ENTRIES PROVIDED:
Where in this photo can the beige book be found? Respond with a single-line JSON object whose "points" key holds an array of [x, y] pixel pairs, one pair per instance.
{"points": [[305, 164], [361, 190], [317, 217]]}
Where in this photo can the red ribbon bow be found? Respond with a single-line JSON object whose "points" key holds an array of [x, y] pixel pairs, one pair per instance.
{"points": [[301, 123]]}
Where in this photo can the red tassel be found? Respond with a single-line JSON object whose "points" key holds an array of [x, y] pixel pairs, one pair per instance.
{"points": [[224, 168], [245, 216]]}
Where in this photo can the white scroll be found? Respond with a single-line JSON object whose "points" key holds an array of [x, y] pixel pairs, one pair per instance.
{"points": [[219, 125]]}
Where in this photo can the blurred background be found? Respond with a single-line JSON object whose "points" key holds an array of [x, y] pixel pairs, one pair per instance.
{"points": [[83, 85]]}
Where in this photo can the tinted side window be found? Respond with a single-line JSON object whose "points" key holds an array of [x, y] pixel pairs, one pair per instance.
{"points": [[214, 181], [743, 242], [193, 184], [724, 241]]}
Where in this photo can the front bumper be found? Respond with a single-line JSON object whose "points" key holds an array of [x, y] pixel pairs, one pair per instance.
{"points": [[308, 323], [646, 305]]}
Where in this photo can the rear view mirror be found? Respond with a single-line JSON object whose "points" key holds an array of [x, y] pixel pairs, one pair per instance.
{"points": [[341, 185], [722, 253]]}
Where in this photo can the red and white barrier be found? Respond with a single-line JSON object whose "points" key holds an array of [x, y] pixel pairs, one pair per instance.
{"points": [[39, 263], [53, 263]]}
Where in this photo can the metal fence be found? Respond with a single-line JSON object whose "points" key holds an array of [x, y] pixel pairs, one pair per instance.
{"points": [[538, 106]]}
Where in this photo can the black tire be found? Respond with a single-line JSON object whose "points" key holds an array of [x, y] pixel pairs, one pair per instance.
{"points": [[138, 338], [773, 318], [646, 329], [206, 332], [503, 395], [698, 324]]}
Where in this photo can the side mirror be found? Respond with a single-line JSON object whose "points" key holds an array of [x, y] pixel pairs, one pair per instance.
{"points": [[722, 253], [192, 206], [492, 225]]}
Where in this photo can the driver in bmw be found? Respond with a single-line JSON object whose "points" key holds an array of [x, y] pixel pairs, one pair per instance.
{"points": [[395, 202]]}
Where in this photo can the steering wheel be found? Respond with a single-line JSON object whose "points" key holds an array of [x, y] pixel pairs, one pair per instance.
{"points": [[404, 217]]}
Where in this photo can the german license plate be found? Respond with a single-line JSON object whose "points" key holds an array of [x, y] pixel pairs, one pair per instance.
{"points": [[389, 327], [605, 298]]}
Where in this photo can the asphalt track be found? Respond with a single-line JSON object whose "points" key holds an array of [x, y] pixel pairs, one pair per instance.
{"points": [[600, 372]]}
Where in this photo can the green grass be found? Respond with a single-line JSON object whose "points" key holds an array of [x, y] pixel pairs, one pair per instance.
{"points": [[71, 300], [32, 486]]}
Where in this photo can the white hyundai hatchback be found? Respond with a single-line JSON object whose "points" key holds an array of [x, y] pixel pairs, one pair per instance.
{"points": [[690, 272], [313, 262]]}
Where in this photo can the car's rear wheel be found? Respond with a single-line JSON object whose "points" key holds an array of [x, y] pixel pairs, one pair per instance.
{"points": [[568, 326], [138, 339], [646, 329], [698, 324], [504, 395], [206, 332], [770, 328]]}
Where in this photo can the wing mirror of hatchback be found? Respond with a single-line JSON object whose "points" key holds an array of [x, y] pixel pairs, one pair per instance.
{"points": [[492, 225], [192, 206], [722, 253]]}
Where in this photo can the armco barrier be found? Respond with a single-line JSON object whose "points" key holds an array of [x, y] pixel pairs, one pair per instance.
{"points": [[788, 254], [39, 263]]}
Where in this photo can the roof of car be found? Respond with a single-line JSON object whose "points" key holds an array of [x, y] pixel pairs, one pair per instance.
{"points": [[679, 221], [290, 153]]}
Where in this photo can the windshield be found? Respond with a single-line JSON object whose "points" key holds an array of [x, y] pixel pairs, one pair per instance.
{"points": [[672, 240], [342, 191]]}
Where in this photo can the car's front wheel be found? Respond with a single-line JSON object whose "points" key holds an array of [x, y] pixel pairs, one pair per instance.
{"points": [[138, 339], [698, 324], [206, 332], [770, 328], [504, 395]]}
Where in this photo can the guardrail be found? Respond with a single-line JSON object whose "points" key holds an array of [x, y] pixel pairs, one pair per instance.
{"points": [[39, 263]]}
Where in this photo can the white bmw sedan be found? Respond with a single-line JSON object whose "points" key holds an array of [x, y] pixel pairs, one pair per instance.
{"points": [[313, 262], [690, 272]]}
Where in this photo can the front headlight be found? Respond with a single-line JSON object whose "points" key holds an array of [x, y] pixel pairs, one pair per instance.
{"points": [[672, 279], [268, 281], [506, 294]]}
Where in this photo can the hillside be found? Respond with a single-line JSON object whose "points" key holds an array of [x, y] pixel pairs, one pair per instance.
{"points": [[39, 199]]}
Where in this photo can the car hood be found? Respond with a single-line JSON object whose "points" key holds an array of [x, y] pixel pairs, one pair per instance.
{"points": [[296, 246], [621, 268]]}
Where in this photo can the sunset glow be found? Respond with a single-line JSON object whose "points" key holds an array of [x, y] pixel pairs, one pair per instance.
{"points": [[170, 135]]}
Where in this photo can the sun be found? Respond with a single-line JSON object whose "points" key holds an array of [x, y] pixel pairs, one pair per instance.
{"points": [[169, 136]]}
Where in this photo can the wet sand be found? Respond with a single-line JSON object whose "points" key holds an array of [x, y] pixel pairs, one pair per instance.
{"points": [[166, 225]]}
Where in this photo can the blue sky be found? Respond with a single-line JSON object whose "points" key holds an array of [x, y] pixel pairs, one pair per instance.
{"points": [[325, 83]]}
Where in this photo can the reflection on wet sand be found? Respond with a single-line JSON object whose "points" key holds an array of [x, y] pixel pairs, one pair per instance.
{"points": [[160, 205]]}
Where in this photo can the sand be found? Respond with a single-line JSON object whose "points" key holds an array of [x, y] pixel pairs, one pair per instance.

SHORT TASK:
Please present every line of the items above as a Markdown table with two columns, No. (the row number) and Entry (the line itself). Leave out any blank lines.

COMPLETE RESPONSE:
| No. | Entry |
|---|---|
| 1 | Where in this photo can the beige book be found? Respond with a single-line JSON object whose "points" key holds an array of [x, y] pixel pairs, one pair per instance. |
| 2 | {"points": [[305, 164], [361, 190], [317, 217]]} |
| 3 | Where in this photo can the red ribbon bow be found? Respond with a single-line JSON object whose "points" key holds an array of [x, y] pixel pairs, one pair per instance. |
| 4 | {"points": [[301, 123]]} |
| 5 | Where in this photo can the red tassel be found? Respond with a single-line JSON object whose "points" key holds an array of [x, y] pixel pairs, one pair per instance. |
| 6 | {"points": [[224, 168], [245, 216]]} |
| 7 | Where in this photo can the white scroll be found? Respond with a single-line JSON object whose "points" key holds an array of [x, y] pixel pairs, one pair per instance. |
| 8 | {"points": [[219, 125]]} |
| 9 | Where in this photo can the blurred background be found? Respond with a single-line JSON object whose "points" key holds an array of [x, y] pixel pairs, one pair per instance. |
| 10 | {"points": [[83, 85]]} |
| 11 | Where in this photo can the tinted side window be found? Respond with a single-line JSON object whose "points" key holds an array of [x, y] pixel pairs, one pair per instance. |
| 12 | {"points": [[214, 181], [743, 242], [193, 184], [724, 241]]} |
| 13 | Where in this photo can the front bumper be found? Respond with a single-line JSON object whose "points" key holds an array of [x, y] pixel pairs, one pair per instance. |
| 14 | {"points": [[308, 323], [646, 305]]} |
| 15 | Where in this photo can the rear view mirror be found? Respond with a single-line JSON object whose "points" key holds an array of [x, y] pixel pairs, one pair per instance. |
| 16 | {"points": [[341, 185], [722, 253]]} |
| 17 | Where in this photo can the red and white barrier be found? Respond with a single-line JSON object whose "points" key holds an array of [x, y] pixel pairs, one pair per instance. |
| 18 | {"points": [[39, 263], [53, 263]]} |
| 19 | Where in this photo can the metal fence be found? Respond with a single-line JSON object whose "points" key holds an array of [x, y] pixel pairs, one pair per instance. |
| 20 | {"points": [[538, 106]]} |
| 21 | Where in this photo can the black tire be found? Respond with a single-line JSON object whose "points" key holds an array of [x, y] pixel pairs, one pair per instance. |
| 22 | {"points": [[138, 338], [773, 318], [646, 329], [206, 332], [503, 395], [698, 324]]} |
| 23 | Where in this photo can the side mirror be found? Respond with a single-line JSON object whose "points" key holds an array of [x, y] pixel pairs, one pair per instance. |
| 24 | {"points": [[722, 253], [192, 206], [492, 225]]} |
| 25 | Where in this photo can the driver in bmw be found? Respond with a single-line JSON object whose "points" key holds an array of [x, y] pixel pairs, one pair per instance. |
| 26 | {"points": [[395, 202]]} |
| 27 | Where in this photo can the steering wheel be found? Respond with a single-line JSON object whose "points" key holds an array of [x, y] pixel pairs, one pair per instance. |
| 28 | {"points": [[404, 217]]} |
| 29 | Where in this photo can the german license plate be found? Respond with a single-line JSON object whose "points" key holds an array of [x, y] pixel pairs, one pair per instance. |
| 30 | {"points": [[389, 327], [605, 298]]} |
| 31 | Where in this photo can the asphalt track be found? Respond with a single-line JSON object whose "points" key holds an array of [x, y] pixel pairs, one pair per instance. |
| 32 | {"points": [[600, 372]]} |
| 33 | Where in this photo can the green grass be found? Respond with a single-line JSON object whose "points" key holds an array of [x, y] pixel pairs, one pair per instance. |
| 34 | {"points": [[71, 300], [32, 486]]} |
| 35 | Where in this photo can the white hyundai hatchback be found? Respond with a single-line JSON object whose "points" key holds an array of [x, y] pixel pairs, one pair per instance. |
| 36 | {"points": [[690, 272], [313, 262]]} |
| 37 | Where in this photo can the car's rear wheel be found? Respond with a single-line JSON object whose "points" key holds an array of [x, y] pixel pairs, one pair per instance. |
| 38 | {"points": [[568, 326], [138, 339], [646, 329], [698, 324], [504, 395], [206, 332], [770, 328]]} |
| 39 | Where in this photo can the wing mirror of hatchback be found? Respond with a single-line JSON object whose "points" key holds an array of [x, y] pixel pairs, one pair per instance. |
| 40 | {"points": [[492, 225], [192, 206], [722, 253]]} |
| 41 | Where in this photo can the armco barrier be found? Respond with a single-line JSON object whose "points" key holds an array of [x, y] pixel pairs, one pair per instance. |
| 42 | {"points": [[788, 254], [39, 263]]} |
| 43 | Where in this photo can the roof of car be found? Respond with a single-line JSON object whose "points" key holds an array of [x, y] pixel pairs, one pair per instance. |
| 44 | {"points": [[679, 221], [290, 153]]} |
| 45 | Where in this photo can the windshield be found? Respond with a single-line JSON object whose "points" key holds an array of [x, y] pixel pairs, one pair per instance. |
| 46 | {"points": [[672, 240], [342, 191]]} |
| 47 | Where in this photo can the car's front wheel be found? Respond with a single-line JSON object whose "points" key holds an array of [x, y] pixel pairs, one pair per instance. |
| 48 | {"points": [[138, 339], [698, 324], [206, 332], [770, 328], [504, 395]]} |
| 49 | Where in this photo can the guardrail be found? Respond with a single-line JSON object whose "points" key holds an array of [x, y] pixel pairs, one pair per instance. |
| 50 | {"points": [[39, 263]]} |
| 51 | Where in this photo can the white bmw sedan be found? Respond with a single-line JSON object whose "points" key holds an array of [x, y] pixel pairs, one pair per instance. |
| 52 | {"points": [[313, 262], [690, 272]]} |
| 53 | Where in this photo can the front headlight be found? Respond with a single-line JSON object whose "points" key holds an array of [x, y] pixel pairs, one pair per instance. |
| 54 | {"points": [[672, 279], [268, 281], [506, 294]]} |
| 55 | Where in this photo can the hillside be found? Respond with a single-line JSON object whose "points" key holds an array of [x, y] pixel pairs, one pair per instance. |
| 56 | {"points": [[39, 199]]} |
| 57 | Where in this photo can the car hood be found? Respond with a single-line JSON object whose "points" key holds an array of [x, y] pixel pairs, one pair per instance. |
| 58 | {"points": [[296, 246], [621, 268]]} |
| 59 | Where in this photo can the sunset glow be found? Respond with a single-line JSON object whose "points" key holds an array of [x, y] pixel pairs, one pair per instance. |
| 60 | {"points": [[170, 135]]} |
| 61 | Where in this photo can the sun be found? Respond with a single-line JSON object whose "points" key holds an array of [x, y] pixel pairs, one pair per instance. |
| 62 | {"points": [[169, 136]]} |
| 63 | Where in this photo can the wet sand be found? Respond with a single-line JSON object whose "points" key holds an array of [x, y] pixel pairs, one pair per instance. |
| 64 | {"points": [[166, 225]]} |
| 65 | Where in this photo can the blue sky be found? Respond with a single-line JSON object whose "points" key holds an array of [x, y] pixel pairs, one pair per instance. |
| 66 | {"points": [[325, 83]]} |
| 67 | Where in this photo can the reflection on wet sand be found? Respond with a single-line JSON object whose "points" key holds an array of [x, y] pixel pairs, one pair per instance. |
| 68 | {"points": [[160, 205]]} |
| 69 | Where in this photo can the sand be found? Respond with a single-line JSON object whose "points" key holds an array of [x, y] pixel pairs, one pair per instance. |